▶ INPUT FOR THIS TASK
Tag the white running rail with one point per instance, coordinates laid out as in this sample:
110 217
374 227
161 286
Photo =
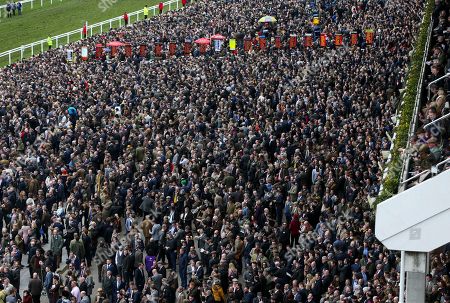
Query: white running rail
29 50
3 7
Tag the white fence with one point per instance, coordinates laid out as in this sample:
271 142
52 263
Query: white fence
28 50
3 7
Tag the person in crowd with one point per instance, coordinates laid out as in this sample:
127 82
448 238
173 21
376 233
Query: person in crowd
245 174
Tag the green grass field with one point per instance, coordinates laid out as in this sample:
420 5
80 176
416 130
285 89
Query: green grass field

▶ STATED EXERCISE
Rewrite the rows above, swapping each "one point per instance" for "a single point for each instance" and leaving everything else unchanged. Omit the pictures.

▶ ANSWER TO THIS TASK
Tag the white running rail with a single point for each instance, coordinates laid out as in this sample:
110 217
374 227
161 286
Photo =
Query: white running rail
29 50
3 7
Tag the white fence with a single point for each instance, coordinates laid out as in this sample:
271 142
52 263
Query: white fence
28 50
3 7
Tag the person in crowd with a single point for each instance, coordinates laid out as in this sample:
127 82
448 238
173 21
376 233
Query: person in crowd
245 174
Tag the green grass field with a single point for each instance, coordinates laid out as in this sample:
420 5
80 176
416 130
285 89
Query: green grass field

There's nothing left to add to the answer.